Text excerpt:
# E/S colors according to eye shape and set...



## ~LadyLocks~ (Sep 26, 2006)

*Hi all 
	

	
	
		
		

		
			





 ,

A few years ago I took a Professional Image class and while going through my stuff (I'm moving soon) I came accross some helpful information I thought I'd share with you luvly Specktratees.

Many of you already know this but many do not, either way I hope you find this helpful!*


**Before you apply eye shadow it is important to analyze the shape and the set of your eyes.*

Close Set Eyes Can appear wider apart by using a lighter shadow on the inner half of the lid.

Wide Apart Eyes Can appear closer by using a deeper color on the inner half of the lid and a medium tone on the outer corner.

Small Or Deep Set Eyes Will appear larger if you use lighter shades of shadow.

Large Or Protruding Eyes Will seem smaller if you use medium to dark shades on the lid.

*Thanks for looking*





 .


----------



## claresauntie (Oct 26, 2006)

Thanks for this! The only thing is... I don't know if I know when eyes are close-set, wide-set, or deep-set. {blush}


----------



## Liyah (Oct 26, 2006)

Thanks for this, im gonna go try it out!!!


----------



## ieatbugs (Oct 26, 2006)

I also find that my tiny tiny eyes are REALLY opened up when I take a shimmery white and put it in the inner and outer corners of my eyes. 

 Quote:

   Originally Posted by *~LadyLocks~* 

 
_*Hi all 
	

	
	
		
		

		
		
	


	




 ,

A few years ago I took a Professional Image class and while going through my stuff (I'm moving soon) I came accross some helpful information I thought I'd share with you luvly Specktratees.

Many of you already know this but many do not, either way I hope you find this helpful!*


**Before you apply eye shadow it is important to analyze the shape and the set of your eyes.*

Close Set Eyes Can appear wider apart by using a lighter shadow on the inner half of the lid.

Wide Apart Eyes Can appear closer by using a deeper color on the inner half of the lid and a medium tone on the outer corner.

Small Or Deep Set Eyes Will appear larger if you use lighter shades of shadow.

Large Or Protruding Eyes Will seem smaller if you use medium to dark shades on the lid.

*Thanks for looking*





 ._


----------



## ~LadyLocks~ (Oct 27, 2006)

Quote:

   Originally Posted by *claresauntie* 

 
_Thanks for this! The only thing is... I don't know if I know when eyes are close-set, wide-set, or deep-set. {blush}_

 
Aaww man, I knew I should of scanned the page, it had pictures of all the different eye types.  It's packed away in storage at the moment and will be for the next few months, sorry.  I'll try looking around online to see if I can find some samples for you!


----------



## PrudeyNudey (Nov 2, 2006)

That interesting. Wide set eyes are a good thing aren't they? Is that why in most cases the outer V is usually darker than the inner?


----------



## Katja (Nov 3, 2006)

*I was told by a MAC artist that for my Filipino eyes, that it would look great if my inner lid was darker than my outer lid.  I haven't tried it yet, but he said it opens up my type of eye (medium size, but small lids)*


----------

Data records
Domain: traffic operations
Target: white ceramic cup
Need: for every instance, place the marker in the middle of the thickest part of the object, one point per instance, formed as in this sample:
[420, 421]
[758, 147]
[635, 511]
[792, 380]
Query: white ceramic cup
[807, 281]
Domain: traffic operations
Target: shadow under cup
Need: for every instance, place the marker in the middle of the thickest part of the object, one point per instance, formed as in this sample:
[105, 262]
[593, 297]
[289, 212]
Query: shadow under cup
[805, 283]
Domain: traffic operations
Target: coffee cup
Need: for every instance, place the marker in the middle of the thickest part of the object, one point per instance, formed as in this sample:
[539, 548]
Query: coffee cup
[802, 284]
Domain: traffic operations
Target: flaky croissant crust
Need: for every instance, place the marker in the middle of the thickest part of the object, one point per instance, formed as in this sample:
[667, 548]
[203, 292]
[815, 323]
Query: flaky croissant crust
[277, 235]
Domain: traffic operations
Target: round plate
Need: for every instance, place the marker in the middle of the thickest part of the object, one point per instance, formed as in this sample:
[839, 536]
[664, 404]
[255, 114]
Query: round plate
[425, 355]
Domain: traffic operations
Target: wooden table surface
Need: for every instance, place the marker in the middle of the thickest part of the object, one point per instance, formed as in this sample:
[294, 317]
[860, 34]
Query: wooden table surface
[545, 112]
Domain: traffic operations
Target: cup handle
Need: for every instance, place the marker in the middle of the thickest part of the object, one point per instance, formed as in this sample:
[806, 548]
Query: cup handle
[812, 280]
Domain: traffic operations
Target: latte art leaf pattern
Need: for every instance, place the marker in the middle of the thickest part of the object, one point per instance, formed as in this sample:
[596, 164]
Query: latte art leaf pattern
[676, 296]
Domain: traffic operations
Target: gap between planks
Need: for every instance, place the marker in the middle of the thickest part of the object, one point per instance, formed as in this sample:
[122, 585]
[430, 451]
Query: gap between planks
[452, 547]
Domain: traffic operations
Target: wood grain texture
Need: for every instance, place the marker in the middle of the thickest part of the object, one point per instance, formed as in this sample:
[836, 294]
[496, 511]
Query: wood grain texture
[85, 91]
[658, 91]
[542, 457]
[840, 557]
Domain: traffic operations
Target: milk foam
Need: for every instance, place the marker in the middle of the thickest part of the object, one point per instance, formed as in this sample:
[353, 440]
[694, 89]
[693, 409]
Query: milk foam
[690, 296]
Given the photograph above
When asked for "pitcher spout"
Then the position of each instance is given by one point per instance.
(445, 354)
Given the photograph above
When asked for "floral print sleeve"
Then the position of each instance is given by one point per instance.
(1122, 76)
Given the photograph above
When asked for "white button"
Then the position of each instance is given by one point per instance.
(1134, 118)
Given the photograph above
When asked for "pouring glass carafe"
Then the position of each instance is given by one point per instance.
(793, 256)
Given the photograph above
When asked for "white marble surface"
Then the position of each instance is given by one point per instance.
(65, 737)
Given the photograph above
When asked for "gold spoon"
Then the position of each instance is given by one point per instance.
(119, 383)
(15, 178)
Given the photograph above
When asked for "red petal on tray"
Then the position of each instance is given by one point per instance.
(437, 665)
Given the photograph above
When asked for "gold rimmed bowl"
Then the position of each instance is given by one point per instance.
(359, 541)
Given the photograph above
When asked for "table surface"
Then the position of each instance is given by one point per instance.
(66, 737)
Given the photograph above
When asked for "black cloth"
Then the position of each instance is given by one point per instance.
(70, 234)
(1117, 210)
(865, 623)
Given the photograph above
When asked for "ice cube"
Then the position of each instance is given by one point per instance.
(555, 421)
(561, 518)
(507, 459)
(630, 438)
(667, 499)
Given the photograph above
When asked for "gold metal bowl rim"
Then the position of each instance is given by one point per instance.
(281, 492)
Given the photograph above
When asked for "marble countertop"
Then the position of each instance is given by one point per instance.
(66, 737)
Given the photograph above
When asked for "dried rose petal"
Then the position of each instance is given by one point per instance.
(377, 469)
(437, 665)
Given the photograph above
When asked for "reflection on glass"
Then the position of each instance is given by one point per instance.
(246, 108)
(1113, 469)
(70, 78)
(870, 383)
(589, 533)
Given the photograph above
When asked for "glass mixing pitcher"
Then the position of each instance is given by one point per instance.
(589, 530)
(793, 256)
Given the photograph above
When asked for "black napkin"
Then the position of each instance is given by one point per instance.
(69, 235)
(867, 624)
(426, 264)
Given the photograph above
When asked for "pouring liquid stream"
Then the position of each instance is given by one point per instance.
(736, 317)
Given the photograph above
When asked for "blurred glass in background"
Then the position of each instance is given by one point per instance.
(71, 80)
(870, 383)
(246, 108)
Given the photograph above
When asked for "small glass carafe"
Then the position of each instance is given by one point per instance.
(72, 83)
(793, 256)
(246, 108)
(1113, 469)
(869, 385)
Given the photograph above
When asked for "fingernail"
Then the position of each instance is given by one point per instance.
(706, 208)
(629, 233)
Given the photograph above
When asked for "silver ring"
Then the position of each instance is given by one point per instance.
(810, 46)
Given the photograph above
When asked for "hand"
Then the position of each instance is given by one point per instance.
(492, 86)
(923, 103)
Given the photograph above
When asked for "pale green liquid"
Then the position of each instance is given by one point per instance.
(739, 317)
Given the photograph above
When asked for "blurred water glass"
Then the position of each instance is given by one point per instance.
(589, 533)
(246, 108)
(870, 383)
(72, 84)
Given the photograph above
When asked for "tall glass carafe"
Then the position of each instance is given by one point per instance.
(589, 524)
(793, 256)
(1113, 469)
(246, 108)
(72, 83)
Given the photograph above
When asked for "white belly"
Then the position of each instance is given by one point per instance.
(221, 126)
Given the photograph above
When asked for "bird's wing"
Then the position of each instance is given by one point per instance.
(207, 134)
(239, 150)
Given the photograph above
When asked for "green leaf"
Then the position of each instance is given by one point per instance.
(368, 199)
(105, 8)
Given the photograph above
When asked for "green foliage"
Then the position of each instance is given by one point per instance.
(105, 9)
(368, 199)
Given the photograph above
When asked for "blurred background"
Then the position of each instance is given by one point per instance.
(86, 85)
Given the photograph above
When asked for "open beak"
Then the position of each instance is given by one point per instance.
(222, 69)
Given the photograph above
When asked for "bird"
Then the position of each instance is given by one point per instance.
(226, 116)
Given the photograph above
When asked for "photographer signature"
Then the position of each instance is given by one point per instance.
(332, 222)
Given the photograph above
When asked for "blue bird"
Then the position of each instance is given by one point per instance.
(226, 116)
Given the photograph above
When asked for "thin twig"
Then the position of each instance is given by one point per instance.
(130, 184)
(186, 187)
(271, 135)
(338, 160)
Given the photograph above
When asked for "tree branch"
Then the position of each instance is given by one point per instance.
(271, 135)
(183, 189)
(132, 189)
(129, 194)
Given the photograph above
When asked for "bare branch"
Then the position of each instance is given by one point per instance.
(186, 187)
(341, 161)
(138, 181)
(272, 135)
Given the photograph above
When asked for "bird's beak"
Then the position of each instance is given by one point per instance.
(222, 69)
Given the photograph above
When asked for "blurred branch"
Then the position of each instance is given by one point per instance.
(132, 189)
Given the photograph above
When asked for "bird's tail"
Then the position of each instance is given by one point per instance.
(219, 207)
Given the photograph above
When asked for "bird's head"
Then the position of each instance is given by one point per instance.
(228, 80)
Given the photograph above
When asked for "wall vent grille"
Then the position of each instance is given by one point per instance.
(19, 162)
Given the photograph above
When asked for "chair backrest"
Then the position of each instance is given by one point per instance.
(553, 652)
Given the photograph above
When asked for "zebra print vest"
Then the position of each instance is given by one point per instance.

Task requirements: In the eye shadow thread above, begin at the words "Originally Posted by *claresauntie*" and stop after "(Nov 2, 2006)". Write that passage again, putting "drawings" in place of "pictures".

Output:
Originally Posted by *claresauntie* 

 
_Thanks for this! The only thing is... I don't know if I know when eyes are close-set, wide-set, or deep-set. {blush}_

 
Aaww man, I knew I should of scanned the page, it had drawings of all the different eye types.  It's packed away in storage at the moment and will be for the next few months, sorry.  I'll try looking around online to see if I can find some samples for you!


----------



## PrudeyNudey (Nov 2, 2006)